EXTRACTED INFORMATION: Begin

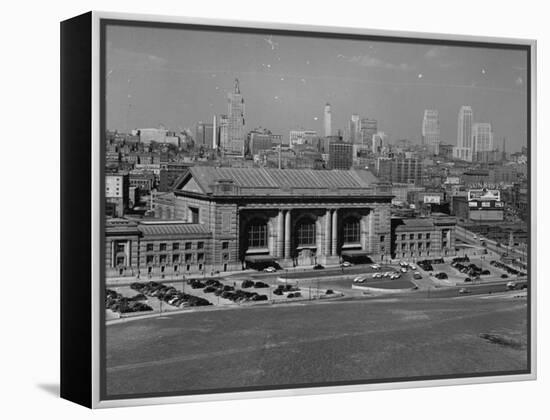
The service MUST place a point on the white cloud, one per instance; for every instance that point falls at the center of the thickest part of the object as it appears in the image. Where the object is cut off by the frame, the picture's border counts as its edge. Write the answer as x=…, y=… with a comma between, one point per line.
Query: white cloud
x=375, y=62
x=435, y=52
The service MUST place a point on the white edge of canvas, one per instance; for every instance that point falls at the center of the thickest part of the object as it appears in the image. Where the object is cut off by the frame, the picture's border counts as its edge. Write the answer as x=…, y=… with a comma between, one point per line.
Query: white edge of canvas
x=96, y=260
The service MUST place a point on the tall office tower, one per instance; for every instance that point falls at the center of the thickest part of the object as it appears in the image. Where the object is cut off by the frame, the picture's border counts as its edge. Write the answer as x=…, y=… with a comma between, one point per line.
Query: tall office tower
x=463, y=149
x=301, y=136
x=215, y=133
x=378, y=142
x=235, y=105
x=464, y=135
x=482, y=138
x=340, y=155
x=224, y=132
x=353, y=129
x=430, y=130
x=367, y=128
x=328, y=120
x=203, y=134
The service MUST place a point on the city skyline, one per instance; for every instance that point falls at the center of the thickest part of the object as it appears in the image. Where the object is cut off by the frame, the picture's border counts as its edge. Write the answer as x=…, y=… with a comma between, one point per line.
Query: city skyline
x=173, y=78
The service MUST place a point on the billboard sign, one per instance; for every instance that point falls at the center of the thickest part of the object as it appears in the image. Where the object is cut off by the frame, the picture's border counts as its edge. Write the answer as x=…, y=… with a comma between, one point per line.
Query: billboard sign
x=432, y=199
x=484, y=194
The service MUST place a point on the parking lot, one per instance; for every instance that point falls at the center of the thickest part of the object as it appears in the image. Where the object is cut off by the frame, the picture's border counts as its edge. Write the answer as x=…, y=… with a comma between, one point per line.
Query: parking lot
x=258, y=288
x=337, y=341
x=177, y=296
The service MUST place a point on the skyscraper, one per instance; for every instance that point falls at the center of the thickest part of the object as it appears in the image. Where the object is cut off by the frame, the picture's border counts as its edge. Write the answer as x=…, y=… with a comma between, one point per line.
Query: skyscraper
x=235, y=116
x=368, y=127
x=482, y=137
x=463, y=149
x=378, y=142
x=328, y=120
x=430, y=130
x=204, y=132
x=353, y=128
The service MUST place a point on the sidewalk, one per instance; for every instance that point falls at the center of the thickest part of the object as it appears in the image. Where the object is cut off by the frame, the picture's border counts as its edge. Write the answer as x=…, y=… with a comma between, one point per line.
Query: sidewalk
x=170, y=278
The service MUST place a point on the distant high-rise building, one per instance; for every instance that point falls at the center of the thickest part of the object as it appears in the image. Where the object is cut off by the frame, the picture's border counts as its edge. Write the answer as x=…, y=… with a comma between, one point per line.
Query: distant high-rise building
x=368, y=127
x=235, y=117
x=328, y=120
x=215, y=133
x=430, y=130
x=354, y=129
x=203, y=134
x=463, y=149
x=301, y=136
x=340, y=155
x=224, y=132
x=482, y=141
x=378, y=142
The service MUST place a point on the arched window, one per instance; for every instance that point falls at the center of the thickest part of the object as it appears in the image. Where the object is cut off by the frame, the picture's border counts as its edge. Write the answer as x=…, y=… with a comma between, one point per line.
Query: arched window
x=305, y=233
x=257, y=235
x=352, y=231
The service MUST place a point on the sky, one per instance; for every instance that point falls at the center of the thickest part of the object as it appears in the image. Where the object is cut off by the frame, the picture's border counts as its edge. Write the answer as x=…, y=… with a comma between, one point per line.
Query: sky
x=177, y=77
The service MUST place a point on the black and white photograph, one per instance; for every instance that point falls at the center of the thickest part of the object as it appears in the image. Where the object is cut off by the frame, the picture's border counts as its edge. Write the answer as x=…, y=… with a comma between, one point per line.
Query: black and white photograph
x=291, y=209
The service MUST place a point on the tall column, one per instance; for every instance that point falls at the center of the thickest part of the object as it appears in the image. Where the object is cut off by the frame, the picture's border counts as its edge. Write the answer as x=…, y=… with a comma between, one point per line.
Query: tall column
x=328, y=228
x=287, y=234
x=113, y=262
x=280, y=234
x=363, y=230
x=334, y=231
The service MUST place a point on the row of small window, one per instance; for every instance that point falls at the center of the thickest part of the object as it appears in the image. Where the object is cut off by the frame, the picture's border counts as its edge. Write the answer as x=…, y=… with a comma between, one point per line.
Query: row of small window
x=175, y=246
x=420, y=245
x=411, y=236
x=163, y=258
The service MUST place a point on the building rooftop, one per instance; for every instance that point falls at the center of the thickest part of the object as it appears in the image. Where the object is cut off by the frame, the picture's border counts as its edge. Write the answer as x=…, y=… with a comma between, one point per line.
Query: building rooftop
x=262, y=181
x=171, y=228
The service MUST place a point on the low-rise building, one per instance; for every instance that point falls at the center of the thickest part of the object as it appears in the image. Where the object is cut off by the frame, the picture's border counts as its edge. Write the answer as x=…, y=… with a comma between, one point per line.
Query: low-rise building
x=423, y=238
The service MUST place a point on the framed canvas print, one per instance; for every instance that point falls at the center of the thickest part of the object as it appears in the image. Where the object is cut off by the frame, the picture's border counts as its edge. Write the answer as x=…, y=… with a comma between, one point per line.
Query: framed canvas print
x=254, y=209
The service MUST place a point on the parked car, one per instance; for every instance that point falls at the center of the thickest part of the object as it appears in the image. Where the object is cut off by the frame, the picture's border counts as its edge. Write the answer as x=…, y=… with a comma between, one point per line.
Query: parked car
x=360, y=279
x=247, y=283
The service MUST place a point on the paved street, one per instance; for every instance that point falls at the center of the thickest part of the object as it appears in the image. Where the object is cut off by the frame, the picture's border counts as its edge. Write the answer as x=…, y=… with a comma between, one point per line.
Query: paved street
x=356, y=340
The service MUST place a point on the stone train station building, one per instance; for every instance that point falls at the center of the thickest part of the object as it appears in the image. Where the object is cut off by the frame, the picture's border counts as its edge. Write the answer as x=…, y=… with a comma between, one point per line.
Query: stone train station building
x=226, y=218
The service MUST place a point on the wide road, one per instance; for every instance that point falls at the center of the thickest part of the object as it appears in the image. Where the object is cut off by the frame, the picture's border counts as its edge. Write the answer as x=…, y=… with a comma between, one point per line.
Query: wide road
x=361, y=340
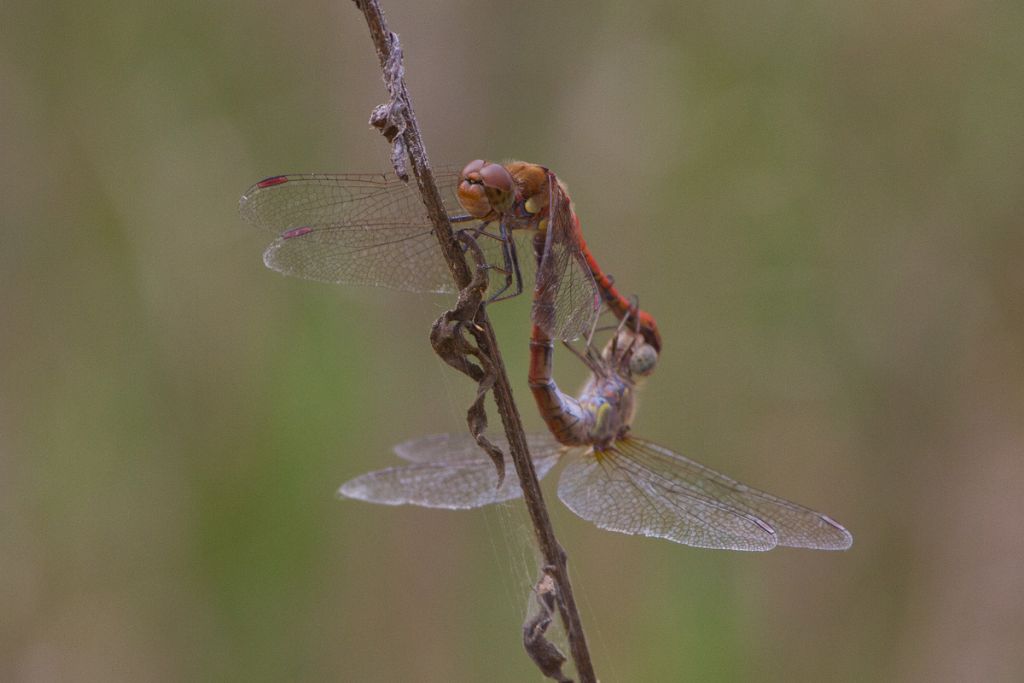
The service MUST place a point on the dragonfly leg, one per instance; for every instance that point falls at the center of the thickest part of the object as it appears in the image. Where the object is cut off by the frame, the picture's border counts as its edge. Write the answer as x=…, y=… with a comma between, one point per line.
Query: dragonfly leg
x=510, y=268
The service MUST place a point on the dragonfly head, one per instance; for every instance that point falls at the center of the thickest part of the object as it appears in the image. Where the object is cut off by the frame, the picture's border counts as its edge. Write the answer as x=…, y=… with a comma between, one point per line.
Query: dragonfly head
x=485, y=189
x=642, y=359
x=628, y=354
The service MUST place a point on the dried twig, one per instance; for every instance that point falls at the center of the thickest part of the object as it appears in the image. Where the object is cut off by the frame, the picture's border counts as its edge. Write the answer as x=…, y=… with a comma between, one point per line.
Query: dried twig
x=396, y=121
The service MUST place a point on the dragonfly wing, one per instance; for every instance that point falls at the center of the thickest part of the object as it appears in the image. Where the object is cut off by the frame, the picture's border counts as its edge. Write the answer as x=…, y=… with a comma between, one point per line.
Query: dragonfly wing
x=459, y=478
x=567, y=300
x=642, y=487
x=351, y=228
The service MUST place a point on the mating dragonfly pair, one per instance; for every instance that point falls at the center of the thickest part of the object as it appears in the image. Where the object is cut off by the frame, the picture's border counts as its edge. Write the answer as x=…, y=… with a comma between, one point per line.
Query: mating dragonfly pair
x=372, y=229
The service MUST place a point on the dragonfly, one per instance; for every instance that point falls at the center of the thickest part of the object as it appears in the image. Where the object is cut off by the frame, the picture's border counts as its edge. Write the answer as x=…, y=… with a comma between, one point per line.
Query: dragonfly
x=360, y=228
x=619, y=481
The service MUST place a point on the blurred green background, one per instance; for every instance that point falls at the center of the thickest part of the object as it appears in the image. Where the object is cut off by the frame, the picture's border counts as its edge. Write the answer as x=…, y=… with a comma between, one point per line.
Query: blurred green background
x=821, y=205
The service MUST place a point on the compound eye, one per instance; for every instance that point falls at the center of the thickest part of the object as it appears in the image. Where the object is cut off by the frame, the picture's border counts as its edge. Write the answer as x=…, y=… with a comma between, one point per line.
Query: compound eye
x=472, y=168
x=643, y=359
x=497, y=177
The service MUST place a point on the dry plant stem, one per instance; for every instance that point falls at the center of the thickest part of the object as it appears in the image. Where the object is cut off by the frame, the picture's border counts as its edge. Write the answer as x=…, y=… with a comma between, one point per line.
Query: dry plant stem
x=399, y=111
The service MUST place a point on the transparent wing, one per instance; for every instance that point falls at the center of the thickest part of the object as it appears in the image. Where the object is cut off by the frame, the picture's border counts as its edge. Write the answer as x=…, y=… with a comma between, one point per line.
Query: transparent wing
x=351, y=228
x=448, y=471
x=641, y=487
x=567, y=300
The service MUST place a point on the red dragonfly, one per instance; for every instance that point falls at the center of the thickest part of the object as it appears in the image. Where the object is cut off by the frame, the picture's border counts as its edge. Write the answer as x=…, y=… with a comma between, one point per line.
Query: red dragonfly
x=373, y=229
x=619, y=481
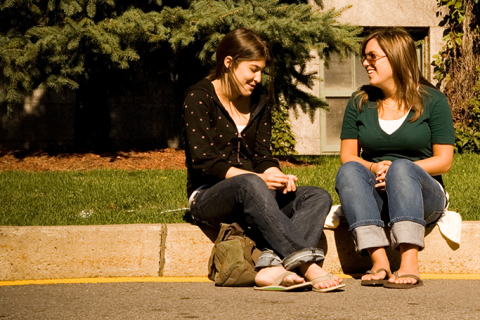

EXTRACTED INFORMATION: End

▶ _EXERCISE_
Using the records above, return verbatim only the part that opens with the line containing "Query: wide road" and closes with the line containing "The service MUST place a point on the dragonfly head, one"; pictures stay out.

▶ _REPLY_
Query: wide road
x=361, y=340
The service MUST place a point on the dragonfly leg, one per instance; for every instance that point falls at the center of the thickest part of the object as it appears in the image. Where the object is cut off by the frame, the picture's border counts as its edge. Write the answer as x=…, y=… with a comma between, one point per line.
Query: dragonfly leg
x=510, y=268
The service MUST place a point on the dragonfly head, one per instance; for every instance that point falls at the center of the thickest part of the object as it appears in the image. Where the object is cut off by the frame, the picture's border counts as its edge. Write the answer as x=…, y=… with a comma between, one point per line.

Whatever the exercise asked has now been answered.